EXERCISE DIRECTIONS:
Set down, please, exactly the lines below that run from the line with "of the man in" to the line with "Practice step: put a point on each instance of the alpine", both lines included.

[Dataset excerpts]

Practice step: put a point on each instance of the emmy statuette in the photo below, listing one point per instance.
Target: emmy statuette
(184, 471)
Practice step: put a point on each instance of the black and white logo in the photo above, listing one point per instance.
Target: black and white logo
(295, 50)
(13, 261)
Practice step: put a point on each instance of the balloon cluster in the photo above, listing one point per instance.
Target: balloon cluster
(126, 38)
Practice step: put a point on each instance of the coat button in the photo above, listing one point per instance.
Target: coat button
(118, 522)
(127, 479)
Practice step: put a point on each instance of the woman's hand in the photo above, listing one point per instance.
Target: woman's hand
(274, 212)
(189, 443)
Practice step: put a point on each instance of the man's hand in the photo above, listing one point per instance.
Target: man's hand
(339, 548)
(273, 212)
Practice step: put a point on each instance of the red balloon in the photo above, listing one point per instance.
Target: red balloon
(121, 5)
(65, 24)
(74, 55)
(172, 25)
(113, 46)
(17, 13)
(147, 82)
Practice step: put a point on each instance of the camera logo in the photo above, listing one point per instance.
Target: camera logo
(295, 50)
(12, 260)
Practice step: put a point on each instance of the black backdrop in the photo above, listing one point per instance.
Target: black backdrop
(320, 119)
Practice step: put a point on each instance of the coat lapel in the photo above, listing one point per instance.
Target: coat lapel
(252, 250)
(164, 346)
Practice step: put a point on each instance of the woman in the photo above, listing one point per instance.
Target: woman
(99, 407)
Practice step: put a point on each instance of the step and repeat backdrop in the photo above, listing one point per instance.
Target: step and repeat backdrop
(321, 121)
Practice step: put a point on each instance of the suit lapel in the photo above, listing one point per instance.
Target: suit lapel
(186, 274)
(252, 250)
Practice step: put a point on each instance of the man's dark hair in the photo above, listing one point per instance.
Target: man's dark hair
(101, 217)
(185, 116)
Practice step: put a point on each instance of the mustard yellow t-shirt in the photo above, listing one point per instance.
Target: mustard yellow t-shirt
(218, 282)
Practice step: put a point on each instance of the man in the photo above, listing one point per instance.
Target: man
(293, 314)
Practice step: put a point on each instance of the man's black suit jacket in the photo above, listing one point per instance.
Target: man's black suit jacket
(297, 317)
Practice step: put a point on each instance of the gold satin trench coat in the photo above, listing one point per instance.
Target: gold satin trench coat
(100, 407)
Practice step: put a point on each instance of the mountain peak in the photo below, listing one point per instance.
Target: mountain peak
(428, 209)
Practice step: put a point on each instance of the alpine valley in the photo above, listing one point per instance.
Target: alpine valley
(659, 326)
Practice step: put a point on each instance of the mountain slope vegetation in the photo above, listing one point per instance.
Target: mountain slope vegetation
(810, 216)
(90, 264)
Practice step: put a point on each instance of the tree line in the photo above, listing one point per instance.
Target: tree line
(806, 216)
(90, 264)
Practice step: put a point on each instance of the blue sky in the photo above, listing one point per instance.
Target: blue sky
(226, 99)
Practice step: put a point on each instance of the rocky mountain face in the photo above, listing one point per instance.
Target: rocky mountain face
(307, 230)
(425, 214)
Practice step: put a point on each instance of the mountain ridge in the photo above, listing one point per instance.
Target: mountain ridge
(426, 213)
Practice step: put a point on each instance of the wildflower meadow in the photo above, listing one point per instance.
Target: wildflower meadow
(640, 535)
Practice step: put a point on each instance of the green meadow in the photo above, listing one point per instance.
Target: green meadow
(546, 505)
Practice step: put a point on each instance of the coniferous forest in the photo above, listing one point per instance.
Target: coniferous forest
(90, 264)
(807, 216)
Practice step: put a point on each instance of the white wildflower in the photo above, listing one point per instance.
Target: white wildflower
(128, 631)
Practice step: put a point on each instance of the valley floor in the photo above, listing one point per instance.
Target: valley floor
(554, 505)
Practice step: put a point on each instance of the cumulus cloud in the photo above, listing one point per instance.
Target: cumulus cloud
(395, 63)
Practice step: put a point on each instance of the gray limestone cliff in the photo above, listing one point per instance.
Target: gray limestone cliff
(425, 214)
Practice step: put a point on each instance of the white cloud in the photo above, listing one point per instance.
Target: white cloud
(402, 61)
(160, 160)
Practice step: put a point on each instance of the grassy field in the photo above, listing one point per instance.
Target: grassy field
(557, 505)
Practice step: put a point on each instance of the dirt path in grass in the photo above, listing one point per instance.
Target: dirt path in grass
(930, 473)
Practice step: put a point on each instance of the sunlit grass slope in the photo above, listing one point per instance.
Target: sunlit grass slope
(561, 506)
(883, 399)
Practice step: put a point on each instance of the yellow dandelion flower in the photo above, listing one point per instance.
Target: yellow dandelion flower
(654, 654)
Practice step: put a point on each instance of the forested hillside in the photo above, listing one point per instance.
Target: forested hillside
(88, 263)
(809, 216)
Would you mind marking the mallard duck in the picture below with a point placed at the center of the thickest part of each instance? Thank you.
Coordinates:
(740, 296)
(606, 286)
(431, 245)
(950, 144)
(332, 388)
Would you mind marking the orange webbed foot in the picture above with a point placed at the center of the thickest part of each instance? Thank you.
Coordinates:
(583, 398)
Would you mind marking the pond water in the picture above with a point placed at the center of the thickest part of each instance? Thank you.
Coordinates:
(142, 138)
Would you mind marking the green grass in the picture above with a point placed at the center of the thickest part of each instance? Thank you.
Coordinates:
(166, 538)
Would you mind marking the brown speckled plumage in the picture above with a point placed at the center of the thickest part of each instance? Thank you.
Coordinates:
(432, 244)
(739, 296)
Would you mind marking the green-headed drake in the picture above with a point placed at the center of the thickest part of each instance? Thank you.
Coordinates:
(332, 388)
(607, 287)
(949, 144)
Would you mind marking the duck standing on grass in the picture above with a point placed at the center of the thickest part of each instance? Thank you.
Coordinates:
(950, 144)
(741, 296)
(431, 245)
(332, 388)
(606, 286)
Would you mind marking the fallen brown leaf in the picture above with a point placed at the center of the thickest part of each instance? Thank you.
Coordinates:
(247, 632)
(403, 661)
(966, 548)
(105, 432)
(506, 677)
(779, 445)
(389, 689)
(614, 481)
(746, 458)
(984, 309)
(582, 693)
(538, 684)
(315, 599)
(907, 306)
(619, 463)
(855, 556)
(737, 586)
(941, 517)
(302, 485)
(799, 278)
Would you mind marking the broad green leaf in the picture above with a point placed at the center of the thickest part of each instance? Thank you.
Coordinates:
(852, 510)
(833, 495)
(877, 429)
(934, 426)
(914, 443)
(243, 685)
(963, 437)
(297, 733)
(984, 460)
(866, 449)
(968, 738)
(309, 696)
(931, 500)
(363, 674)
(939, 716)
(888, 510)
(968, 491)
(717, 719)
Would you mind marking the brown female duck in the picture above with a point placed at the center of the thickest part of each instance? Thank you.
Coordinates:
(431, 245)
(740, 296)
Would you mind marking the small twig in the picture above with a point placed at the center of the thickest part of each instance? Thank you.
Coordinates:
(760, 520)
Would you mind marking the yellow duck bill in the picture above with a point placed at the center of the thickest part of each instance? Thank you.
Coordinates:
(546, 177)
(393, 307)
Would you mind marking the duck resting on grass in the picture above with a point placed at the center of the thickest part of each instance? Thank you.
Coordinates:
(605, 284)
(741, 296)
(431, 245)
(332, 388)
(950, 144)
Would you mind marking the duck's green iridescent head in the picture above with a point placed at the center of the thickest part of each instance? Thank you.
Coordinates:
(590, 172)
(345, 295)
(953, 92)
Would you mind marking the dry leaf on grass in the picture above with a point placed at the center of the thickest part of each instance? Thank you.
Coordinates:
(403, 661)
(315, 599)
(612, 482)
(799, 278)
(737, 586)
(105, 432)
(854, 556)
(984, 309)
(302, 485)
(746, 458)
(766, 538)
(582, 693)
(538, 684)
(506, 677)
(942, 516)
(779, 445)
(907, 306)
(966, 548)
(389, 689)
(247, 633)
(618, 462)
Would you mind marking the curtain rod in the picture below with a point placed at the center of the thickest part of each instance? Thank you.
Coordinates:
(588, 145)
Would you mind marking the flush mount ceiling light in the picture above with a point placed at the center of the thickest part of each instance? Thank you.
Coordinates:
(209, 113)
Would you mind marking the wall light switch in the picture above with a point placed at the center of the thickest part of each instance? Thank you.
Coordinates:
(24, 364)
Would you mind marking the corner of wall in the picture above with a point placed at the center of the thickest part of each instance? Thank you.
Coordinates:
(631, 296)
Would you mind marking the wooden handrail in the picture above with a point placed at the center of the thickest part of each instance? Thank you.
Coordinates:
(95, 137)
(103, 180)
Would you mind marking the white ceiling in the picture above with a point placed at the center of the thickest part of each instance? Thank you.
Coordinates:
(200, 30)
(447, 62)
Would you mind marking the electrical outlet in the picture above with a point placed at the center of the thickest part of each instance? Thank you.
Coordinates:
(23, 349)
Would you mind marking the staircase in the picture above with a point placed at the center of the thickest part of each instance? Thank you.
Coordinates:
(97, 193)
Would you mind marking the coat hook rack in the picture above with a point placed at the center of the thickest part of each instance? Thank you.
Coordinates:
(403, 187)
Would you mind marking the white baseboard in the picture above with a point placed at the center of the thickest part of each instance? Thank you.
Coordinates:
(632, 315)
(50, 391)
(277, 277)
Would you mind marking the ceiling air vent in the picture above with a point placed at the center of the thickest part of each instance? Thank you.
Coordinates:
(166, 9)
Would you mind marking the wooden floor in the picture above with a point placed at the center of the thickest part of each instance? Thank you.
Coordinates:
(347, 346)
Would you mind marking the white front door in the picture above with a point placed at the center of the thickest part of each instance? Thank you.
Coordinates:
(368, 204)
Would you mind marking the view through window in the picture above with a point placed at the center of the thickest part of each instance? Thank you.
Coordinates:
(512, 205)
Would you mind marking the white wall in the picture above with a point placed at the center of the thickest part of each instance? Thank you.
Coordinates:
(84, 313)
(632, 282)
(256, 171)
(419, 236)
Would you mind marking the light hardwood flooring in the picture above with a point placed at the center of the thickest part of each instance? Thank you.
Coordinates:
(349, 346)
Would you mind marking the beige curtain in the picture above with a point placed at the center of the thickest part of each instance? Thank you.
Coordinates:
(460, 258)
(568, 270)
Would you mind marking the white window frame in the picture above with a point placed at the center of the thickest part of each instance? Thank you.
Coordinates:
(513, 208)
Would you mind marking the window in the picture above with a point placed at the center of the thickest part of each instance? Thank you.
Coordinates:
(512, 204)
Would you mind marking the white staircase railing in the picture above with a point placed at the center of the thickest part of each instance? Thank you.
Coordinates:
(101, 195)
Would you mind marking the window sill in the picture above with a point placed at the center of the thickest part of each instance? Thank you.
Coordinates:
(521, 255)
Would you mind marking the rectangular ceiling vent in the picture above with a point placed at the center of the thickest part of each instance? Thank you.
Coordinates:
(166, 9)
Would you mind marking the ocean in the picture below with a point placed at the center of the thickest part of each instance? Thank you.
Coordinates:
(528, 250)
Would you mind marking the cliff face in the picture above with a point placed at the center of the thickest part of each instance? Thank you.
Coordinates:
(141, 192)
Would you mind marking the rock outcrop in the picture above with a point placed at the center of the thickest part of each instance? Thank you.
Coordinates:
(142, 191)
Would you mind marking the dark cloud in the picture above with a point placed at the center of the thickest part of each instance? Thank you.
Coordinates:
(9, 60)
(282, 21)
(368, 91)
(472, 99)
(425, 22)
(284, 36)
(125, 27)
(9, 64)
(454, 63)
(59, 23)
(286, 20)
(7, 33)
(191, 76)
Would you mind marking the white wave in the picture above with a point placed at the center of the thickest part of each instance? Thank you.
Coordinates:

FINAL ANSWER:
Practice step: put a point on each instance of the man in the photo above, listing one point per instance.
Target: man
(293, 314)
Practice step: put a point on each instance of the man's black suit jacket in the photo above, listing one point per instance.
Target: man's black suit jacket
(297, 317)
Practice step: put a point on each instance of the gold satin trench coat in the photo above, listing one point per instance.
Target: gold satin trench coat
(100, 407)
Practice step: put a point on each instance of the mountain peak in the photo below, listing one point per instance.
Target: mountain peak
(428, 209)
Practice step: put a point on each instance of the alpine valley in the photo above, listing one point per instance.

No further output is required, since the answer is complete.